| Instructions for the task |
From the first entry to the last, transcribe everything exactly.

| Data |

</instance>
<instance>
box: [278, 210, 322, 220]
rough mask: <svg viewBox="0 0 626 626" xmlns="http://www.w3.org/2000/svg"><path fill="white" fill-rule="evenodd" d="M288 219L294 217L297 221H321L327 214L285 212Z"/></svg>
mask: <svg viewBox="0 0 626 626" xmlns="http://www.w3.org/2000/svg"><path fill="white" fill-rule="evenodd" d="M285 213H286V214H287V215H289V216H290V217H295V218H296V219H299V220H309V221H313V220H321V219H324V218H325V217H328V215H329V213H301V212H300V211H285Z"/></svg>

| Answer to this exercise |
</instance>
<instance>
box: [278, 210, 322, 220]
rough mask: <svg viewBox="0 0 626 626" xmlns="http://www.w3.org/2000/svg"><path fill="white" fill-rule="evenodd" d="M288 219L294 217L297 221H321L327 214L285 212Z"/></svg>
mask: <svg viewBox="0 0 626 626" xmlns="http://www.w3.org/2000/svg"><path fill="white" fill-rule="evenodd" d="M285 213H286V214H287V215H289V216H290V217H295V218H296V219H299V220H309V221H313V220H321V219H324V218H325V217H328V215H329V213H301V212H300V211H285Z"/></svg>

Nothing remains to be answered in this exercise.